• **Directions for this task**:
Please copy, exactly as they appear below, the lines from the one containing "Target: unopened bud" through the one containing "Target: flower bud".

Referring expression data

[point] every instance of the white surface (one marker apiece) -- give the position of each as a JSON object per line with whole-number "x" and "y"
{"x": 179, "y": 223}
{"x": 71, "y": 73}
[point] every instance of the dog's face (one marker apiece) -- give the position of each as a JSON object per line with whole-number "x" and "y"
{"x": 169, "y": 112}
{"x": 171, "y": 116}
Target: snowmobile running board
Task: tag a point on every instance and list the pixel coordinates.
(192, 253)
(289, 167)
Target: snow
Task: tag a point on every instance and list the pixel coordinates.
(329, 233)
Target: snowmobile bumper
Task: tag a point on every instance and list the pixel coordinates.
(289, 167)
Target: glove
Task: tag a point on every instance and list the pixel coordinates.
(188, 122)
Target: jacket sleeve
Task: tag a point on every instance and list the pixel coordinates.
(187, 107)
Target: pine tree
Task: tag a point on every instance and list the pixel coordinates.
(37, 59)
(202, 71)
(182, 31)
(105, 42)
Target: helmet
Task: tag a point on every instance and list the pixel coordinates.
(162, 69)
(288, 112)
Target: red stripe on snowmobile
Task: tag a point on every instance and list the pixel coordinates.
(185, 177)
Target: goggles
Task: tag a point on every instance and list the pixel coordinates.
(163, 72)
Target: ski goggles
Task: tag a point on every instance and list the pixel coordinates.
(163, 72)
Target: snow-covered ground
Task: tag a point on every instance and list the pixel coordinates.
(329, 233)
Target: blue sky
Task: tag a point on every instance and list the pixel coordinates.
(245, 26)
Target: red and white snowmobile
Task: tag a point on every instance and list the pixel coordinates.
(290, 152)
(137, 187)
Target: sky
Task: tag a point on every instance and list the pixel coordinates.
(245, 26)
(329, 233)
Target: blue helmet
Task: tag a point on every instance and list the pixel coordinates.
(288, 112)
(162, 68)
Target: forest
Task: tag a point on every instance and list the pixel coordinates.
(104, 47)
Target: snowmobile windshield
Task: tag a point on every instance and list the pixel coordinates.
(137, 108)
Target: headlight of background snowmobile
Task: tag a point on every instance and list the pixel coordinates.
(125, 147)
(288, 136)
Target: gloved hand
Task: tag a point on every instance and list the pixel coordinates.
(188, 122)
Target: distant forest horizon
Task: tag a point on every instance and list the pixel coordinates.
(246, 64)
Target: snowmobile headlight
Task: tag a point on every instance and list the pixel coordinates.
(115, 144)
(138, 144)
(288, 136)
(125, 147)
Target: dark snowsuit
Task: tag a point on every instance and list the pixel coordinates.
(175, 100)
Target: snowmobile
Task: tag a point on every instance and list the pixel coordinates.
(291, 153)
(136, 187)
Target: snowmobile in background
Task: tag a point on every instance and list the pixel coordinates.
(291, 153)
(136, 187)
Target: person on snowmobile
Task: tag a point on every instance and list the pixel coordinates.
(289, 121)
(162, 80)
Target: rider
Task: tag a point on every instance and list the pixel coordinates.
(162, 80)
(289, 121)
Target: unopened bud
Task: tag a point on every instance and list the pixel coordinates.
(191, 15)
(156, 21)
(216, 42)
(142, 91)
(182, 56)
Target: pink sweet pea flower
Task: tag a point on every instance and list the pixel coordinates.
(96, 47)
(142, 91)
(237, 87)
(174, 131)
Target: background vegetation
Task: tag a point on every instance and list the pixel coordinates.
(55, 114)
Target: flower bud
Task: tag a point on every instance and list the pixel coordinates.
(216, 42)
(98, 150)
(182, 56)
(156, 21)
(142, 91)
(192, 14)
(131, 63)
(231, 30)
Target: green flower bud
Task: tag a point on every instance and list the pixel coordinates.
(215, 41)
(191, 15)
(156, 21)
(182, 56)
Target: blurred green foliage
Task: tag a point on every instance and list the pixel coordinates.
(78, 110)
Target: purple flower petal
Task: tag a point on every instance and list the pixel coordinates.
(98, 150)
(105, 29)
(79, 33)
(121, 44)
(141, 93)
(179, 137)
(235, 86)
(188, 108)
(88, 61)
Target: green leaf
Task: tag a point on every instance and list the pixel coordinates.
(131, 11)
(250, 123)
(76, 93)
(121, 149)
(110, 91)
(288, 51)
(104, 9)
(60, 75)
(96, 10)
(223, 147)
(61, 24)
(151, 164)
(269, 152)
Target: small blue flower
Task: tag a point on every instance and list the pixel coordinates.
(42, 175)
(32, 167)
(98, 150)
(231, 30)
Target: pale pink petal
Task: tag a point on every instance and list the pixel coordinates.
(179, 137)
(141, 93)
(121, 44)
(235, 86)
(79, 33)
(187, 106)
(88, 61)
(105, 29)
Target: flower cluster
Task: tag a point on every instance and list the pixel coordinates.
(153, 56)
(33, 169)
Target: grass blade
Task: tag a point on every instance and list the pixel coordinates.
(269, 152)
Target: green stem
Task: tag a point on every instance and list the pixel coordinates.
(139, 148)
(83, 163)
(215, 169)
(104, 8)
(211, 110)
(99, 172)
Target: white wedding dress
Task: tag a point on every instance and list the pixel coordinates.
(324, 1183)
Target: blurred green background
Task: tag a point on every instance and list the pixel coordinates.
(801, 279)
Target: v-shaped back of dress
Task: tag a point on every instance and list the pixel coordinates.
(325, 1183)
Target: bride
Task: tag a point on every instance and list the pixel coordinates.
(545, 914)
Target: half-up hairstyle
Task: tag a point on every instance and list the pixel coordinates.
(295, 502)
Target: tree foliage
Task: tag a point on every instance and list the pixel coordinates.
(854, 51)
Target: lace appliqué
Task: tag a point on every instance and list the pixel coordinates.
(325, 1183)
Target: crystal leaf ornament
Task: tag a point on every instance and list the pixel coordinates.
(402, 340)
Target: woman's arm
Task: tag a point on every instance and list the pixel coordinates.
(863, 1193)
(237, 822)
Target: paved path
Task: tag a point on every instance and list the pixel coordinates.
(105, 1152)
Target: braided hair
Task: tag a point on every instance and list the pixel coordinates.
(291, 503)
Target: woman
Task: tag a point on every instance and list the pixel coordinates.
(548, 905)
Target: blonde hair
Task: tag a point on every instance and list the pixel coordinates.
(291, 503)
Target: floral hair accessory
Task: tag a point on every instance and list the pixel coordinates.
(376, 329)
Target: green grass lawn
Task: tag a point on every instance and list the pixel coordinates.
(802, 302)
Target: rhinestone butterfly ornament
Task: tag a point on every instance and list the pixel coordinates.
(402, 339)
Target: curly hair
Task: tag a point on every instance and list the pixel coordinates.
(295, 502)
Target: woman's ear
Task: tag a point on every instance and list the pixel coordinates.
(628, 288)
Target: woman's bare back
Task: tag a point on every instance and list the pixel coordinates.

• **Response below**:
Target: unopened bud
Task: tag a point on every instance and list the pixel coordinates.
(191, 15)
(156, 21)
(216, 42)
(142, 91)
(182, 56)
Target: pink sweet pea flower
Task: tag a point on every instance and list the pixel coordinates.
(96, 47)
(142, 91)
(237, 87)
(174, 131)
Target: background vegetation
Task: tag a point on every instance and list the pixel coordinates.
(55, 114)
Target: flower bud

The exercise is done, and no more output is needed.